> **SHORT PROBLEM**:
Copy out every line of the listing below without alteration, omitting any pictures.

-- DATA ENTRIES start --

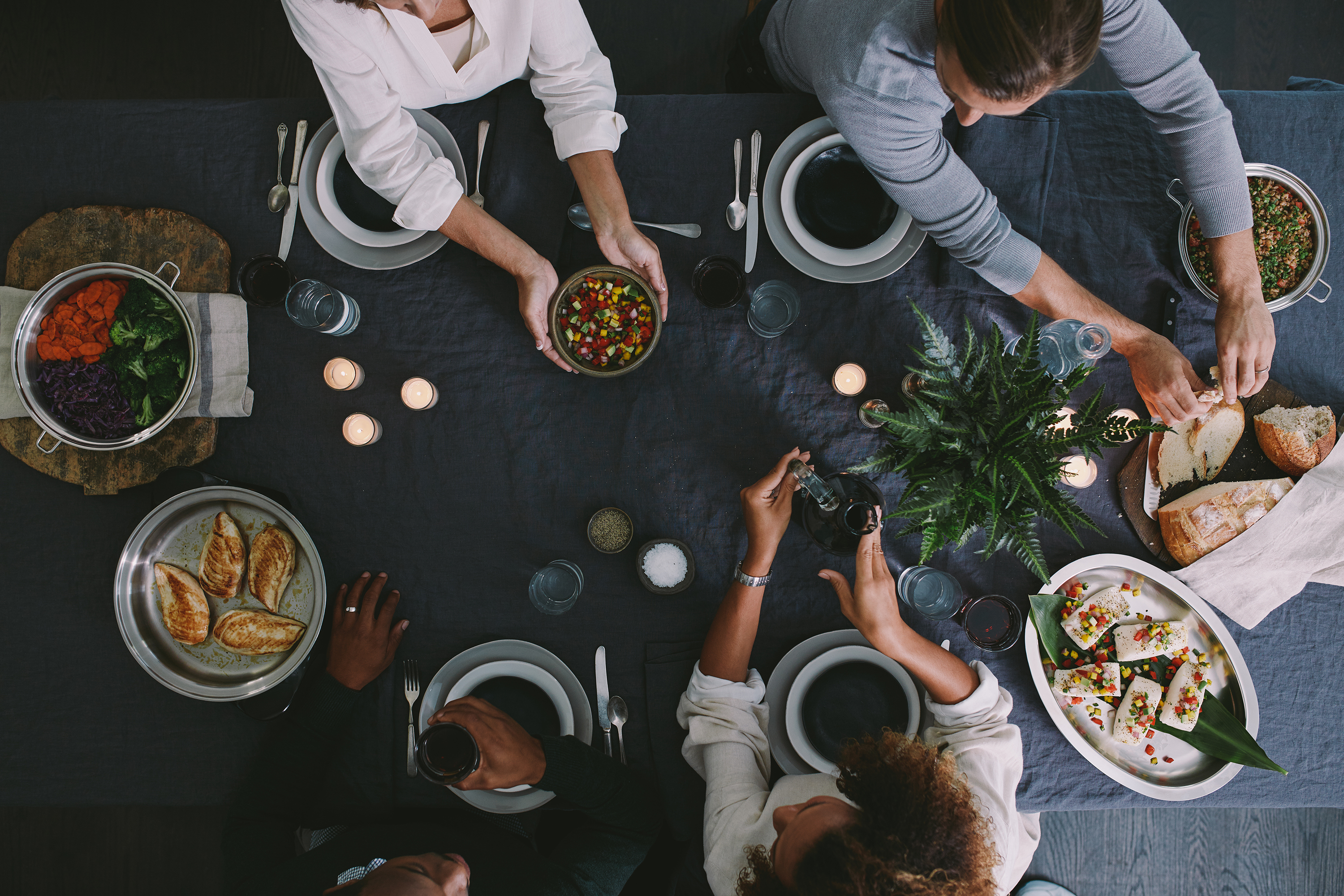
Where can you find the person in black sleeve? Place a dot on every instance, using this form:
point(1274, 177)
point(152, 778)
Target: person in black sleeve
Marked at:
point(410, 855)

-- DATA ENTRIES end --

> **ANSWER TO THE EXERCISE**:
Where can you find the person in black sleeve? Place a dot on every instance, using this form:
point(1274, 177)
point(152, 778)
Target: person in black sleeve
Marked at:
point(410, 855)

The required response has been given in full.